▶ ОТРЫВОК
На площади на всех столбах и крышах развешены громкоговорители (которые до этого молчали полгода), из которых звучат марши, призывы к народу, но разобрать слова чрезвычайно трудно, поскольку громкоговорителей очень много и они находятся на разном расстоянии от идущих (получается множество повторов плюс эхо). Но это никого не смущает – ибо все эти призывы напечатаны в центральных и местных газетах, говорить что-либо от себя кроме названия, проходящего под трибуной предприятия, тогда бы не дерзнул никто. Люди в колоннах истово орут «Ура» в каждой паузе произносимых лозунгов. Все разглядывают высокопоставленных бонз, женщины обсуждают туалеты их жён. Я рассказываю встречным и поперечным, что живу в одном доме с большими начальниками и называю их, показывая на трибуны. Странно, но ни разу я не попросился на трибуну, хотя мне несколько раз предлагал Юнер.
Весело, одним словом.
Лакуна
С трибун, и на парадной лестнице Совета министров, очень важные люди отслеживают прохождение колонны демонстрантов, и по очереди выкрикивают приветствия по микрофону в адрес проходящих внизу.
Просто важные персоны покровительственно приветствуют проходящих мановениями руки (попасть на трибуну была особая привилегия, и честь присутствовать на трибуне доставалась лишь избранным и… милиционерам, но те обыкновенно стояли спиной к колоннам).
Получить приглашение на трибуну было огромной честью, почти как получить медаль, некоторые покупали себе место на трибуне, давая взятку чиновнику или через их жён, поэтому там стояло множество торговых начальников.
Во главе каждой колонны обычно двигается грузовик затюнингованный, под какой-либо праздничный объект (на нём частенько красуются загримированные под революционных героев активисты и комсомольцы) или тележка на велосипедных колёсах, на которой изображено название организации и логотип и которую вывозят опять-таки активисты и комсомольцы, за ними идёт множество знаменосцев, во главе которых несут знамя организации, потом несут лозунги и портреты вождей и членов политбюро, тут же крутятся под ногами и дети с воздушными шарами (шары продавались у входа на площадь и только по праздникам). Когда появилось телевидение, по краям трибун стали ставить огромные тогдашние камеры на специальных сборных из труб серых партикаблях, на трёхногих штативах, чтобы вести трансляцию в прямом эфире (интересно, кто же смотрел эти репортажи, если «весь советский народ в едином порыве вышел сегодня на улицы наших городов», ведь записывать телепередачи ещё тогда не умели и всё транслировалось в прямом эфире, правда была ещё и документальная киносъёмка).
Кинохронику демонстрировали потом на следующий день.

▶ ИСХОДНЫЙ СПИСОК
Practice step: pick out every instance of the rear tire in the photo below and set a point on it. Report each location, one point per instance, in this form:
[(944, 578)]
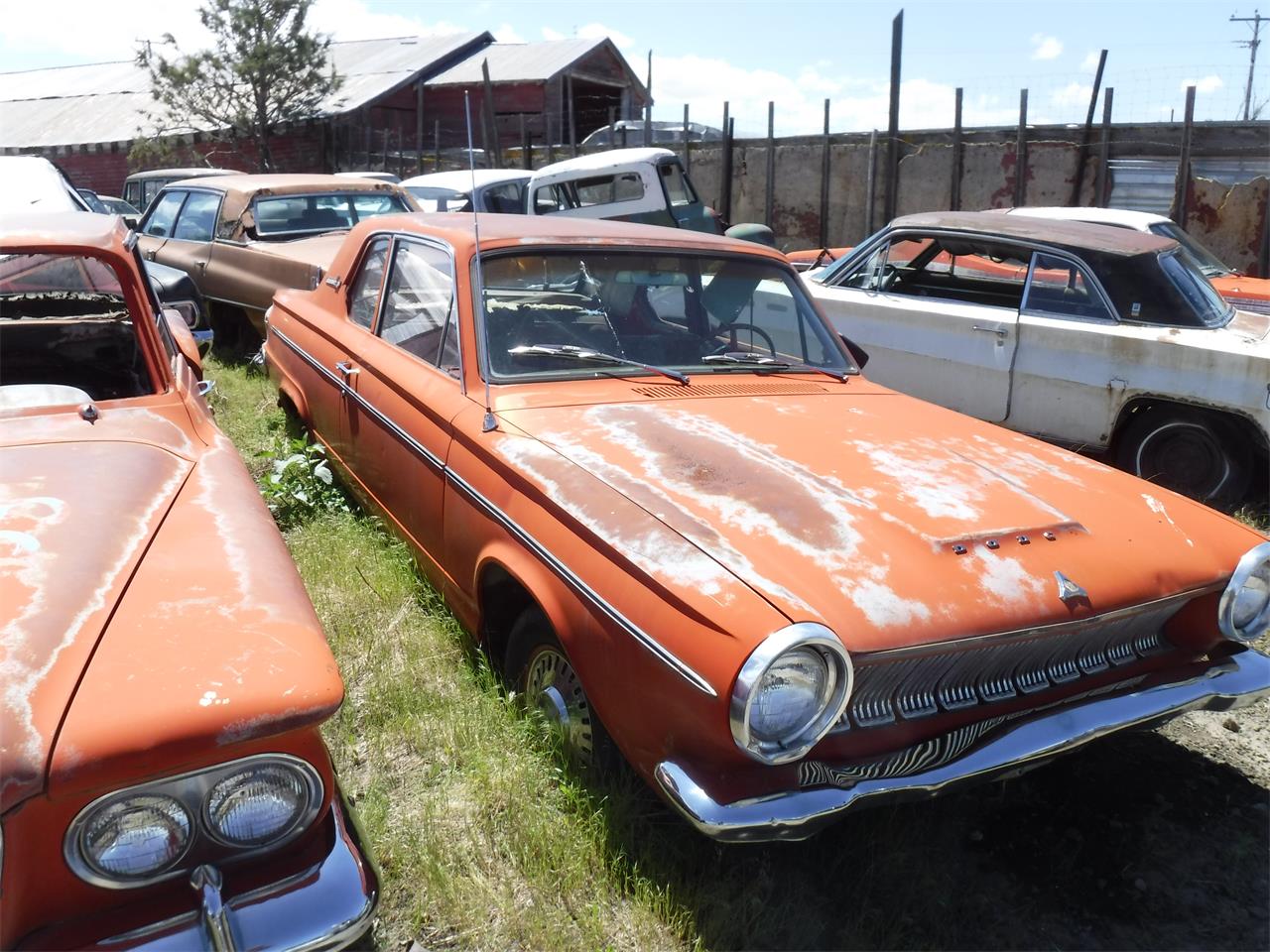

▶ ЧТО СДЕЛАТЬ
(a) Перескажите короче, списком, абзац отрывка, который начинается словами «Во главе каждой колонны», и сохраните главные факты.
(b) Выведите из отрывка без изменений отрезок от «Весело, одним словом.» по «множество торговых начальников.» включительно.

▶ ОТВЕТЫ
(a)
- Во главе каждой колонны едет украшенный к празднику грузовик или тележка на велосипедных колёсах с названием и логотипом организации. На грузовике часто стоят активисты и комсомольцы, загримированные под революционных героев. Тележку тоже везут активисты и комсомольцы.
- За ними идёт много знаменосцев, впереди несут знамя организации.
- Дальше несут лозунги и портреты вождей и членов политбюро.
- Под ногами крутятся дети с воздушными шарами. Шары продавались у входа на площадь и только по праздникам.
- Когда появилось телевидение, по краям трибун стали ставить огромные камеры на трёхногих штативах и на сборных конструкциях из серых труб, чтобы вести прямую трансляцию.
- Записывать передачи тогда ещё не умели, поэтому всё шло в прямом эфире. Кроме того, велась документальная киносъёмка.

(b)
Весело, одним словом.
Лакуна
С трибун, и на парадной лестнице Совета министров, очень важные люди отслеживают прохождение колонны демонстрантов, и по очереди выкрикивают приветствия по микрофону в адрес проходящих внизу.
Просто важные персоны покровительственно приветствуют проходящих мановениями руки (попасть на трибуну была особая привилегия, и честь присутствовать на трибуне доставалась лишь избранным и… милиционерам, но те обыкновенно стояли спиной к колоннам).
Получить приглашение на трибуну было огромной честью, почти как получить медаль, некоторые покупали себе место на трибуне, давая взятку чиновнику или через их жён, поэтому там стояло множество торговых начальников.